Return every line below that contains the string "trace", matching its case exactly.

|---|

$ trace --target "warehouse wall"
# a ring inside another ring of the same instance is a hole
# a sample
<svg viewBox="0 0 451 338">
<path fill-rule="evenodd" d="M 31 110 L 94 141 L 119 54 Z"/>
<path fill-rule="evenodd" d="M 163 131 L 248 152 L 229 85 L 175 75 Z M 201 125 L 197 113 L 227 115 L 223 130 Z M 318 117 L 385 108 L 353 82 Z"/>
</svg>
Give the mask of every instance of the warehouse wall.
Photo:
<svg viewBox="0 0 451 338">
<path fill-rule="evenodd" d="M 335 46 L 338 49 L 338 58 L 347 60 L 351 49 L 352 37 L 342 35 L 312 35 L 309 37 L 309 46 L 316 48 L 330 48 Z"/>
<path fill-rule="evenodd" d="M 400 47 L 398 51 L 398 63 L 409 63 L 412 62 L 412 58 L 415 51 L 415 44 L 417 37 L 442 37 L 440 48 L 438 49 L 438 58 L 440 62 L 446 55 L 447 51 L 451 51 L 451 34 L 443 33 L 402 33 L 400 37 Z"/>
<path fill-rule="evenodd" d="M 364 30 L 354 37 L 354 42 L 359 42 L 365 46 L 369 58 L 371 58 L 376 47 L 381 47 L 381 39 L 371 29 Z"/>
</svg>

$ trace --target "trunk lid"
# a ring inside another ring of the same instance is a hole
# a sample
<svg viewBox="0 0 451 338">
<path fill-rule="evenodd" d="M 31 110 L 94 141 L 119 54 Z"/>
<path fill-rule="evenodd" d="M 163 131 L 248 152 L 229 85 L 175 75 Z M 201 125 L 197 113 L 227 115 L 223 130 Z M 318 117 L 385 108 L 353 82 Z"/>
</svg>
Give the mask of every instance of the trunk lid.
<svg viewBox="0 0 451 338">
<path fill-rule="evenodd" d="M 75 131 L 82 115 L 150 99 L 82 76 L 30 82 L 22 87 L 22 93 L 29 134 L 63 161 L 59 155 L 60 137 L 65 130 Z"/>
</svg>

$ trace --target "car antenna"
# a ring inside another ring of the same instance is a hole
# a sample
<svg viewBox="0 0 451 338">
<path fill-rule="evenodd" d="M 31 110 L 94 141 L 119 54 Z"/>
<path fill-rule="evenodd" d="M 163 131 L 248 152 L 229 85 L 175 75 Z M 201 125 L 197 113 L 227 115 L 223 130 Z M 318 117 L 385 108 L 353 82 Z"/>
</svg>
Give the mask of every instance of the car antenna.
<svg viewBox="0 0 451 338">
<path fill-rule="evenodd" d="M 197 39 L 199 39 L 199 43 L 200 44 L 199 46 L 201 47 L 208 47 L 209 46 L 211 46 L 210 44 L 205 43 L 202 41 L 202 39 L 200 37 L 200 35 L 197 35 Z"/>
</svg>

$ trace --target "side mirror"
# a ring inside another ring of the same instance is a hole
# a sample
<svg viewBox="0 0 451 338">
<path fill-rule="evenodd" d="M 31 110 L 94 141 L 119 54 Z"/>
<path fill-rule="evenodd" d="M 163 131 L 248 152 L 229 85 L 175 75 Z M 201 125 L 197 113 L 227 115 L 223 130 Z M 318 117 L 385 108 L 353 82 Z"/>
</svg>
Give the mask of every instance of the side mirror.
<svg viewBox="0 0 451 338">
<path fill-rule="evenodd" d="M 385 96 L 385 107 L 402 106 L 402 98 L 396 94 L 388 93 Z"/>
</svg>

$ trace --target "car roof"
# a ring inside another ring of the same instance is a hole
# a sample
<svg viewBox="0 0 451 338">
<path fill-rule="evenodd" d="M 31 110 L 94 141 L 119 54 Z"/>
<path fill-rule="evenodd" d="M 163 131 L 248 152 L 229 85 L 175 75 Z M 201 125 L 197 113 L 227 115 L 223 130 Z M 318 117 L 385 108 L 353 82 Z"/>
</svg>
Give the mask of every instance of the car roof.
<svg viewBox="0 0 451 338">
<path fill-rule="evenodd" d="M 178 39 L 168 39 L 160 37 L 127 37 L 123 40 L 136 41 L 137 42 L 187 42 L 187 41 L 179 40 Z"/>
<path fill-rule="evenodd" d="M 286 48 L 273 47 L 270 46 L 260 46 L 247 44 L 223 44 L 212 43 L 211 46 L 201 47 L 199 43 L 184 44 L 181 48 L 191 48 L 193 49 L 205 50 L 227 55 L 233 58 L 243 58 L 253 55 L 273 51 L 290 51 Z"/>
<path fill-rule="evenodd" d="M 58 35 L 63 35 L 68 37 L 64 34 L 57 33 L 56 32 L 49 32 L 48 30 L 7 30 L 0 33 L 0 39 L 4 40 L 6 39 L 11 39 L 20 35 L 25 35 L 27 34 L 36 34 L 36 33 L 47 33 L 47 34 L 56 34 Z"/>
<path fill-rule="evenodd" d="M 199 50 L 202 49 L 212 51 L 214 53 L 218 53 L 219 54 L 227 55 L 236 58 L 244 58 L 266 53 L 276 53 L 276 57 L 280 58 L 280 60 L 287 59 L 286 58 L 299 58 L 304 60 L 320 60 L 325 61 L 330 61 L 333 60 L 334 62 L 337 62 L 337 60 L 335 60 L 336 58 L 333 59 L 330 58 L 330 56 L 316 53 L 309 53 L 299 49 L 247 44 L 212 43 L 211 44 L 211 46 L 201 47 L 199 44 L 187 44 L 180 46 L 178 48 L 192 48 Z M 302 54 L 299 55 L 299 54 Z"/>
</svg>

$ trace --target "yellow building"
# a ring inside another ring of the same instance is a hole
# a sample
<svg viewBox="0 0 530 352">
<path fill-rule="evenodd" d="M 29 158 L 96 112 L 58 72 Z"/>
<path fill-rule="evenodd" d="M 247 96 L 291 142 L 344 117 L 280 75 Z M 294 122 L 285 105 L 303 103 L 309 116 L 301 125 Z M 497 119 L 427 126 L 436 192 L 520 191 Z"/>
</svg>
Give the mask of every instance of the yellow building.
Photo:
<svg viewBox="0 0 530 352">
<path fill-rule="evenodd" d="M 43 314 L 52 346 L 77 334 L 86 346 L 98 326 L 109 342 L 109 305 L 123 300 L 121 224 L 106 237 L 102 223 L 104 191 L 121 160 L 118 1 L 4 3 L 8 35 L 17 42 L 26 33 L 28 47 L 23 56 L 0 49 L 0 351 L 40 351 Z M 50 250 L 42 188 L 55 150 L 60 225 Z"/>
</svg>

|---|

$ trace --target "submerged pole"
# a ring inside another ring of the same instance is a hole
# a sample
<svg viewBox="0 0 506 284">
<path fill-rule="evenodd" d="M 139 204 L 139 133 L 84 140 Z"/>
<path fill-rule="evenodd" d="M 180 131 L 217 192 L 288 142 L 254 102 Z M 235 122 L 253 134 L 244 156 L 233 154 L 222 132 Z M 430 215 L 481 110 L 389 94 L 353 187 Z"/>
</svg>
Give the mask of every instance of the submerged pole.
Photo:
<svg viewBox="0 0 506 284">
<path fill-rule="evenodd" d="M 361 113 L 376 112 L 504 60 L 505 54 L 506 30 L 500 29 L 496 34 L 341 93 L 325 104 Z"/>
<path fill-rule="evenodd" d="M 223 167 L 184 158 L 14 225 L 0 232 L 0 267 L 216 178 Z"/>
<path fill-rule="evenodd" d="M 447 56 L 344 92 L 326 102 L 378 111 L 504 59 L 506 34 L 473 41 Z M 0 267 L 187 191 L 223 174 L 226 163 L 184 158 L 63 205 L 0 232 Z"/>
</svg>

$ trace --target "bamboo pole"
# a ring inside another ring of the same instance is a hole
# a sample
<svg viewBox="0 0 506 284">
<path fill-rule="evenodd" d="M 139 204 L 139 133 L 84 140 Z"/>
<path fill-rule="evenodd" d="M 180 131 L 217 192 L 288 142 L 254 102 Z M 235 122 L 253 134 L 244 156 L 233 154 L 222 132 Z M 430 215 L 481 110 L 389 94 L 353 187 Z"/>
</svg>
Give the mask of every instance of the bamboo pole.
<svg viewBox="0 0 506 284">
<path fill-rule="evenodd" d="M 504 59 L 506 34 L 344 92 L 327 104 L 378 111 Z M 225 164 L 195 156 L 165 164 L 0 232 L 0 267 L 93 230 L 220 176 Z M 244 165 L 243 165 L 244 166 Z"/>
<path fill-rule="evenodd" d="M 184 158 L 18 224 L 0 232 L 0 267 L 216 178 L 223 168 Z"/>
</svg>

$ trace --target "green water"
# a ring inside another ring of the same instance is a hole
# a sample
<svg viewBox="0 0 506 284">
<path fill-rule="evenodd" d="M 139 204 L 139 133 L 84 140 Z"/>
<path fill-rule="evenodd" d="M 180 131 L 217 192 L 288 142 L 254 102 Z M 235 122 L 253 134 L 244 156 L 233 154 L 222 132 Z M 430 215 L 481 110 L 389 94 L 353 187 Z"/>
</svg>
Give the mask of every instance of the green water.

|---|

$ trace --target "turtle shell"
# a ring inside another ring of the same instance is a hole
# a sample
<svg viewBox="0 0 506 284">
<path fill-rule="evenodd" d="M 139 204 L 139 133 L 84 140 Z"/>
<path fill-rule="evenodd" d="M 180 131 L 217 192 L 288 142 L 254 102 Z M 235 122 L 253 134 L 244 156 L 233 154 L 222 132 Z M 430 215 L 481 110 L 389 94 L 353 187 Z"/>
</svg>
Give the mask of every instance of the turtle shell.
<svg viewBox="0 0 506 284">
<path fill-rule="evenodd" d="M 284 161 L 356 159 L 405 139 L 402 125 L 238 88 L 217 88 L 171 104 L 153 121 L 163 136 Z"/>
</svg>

|---|

▶ Written answer:
$ trace --target "warehouse wall"
$ trace --target "trunk lid"
$ trace --target "car antenna"
$ trace --target "side mirror"
$ trace --target "car roof"
$ trace --target "yellow building"
$ trace --target "submerged pole"
$ trace --target "bamboo pole"
$ trace --target "green water"
$ trace --target "turtle shell"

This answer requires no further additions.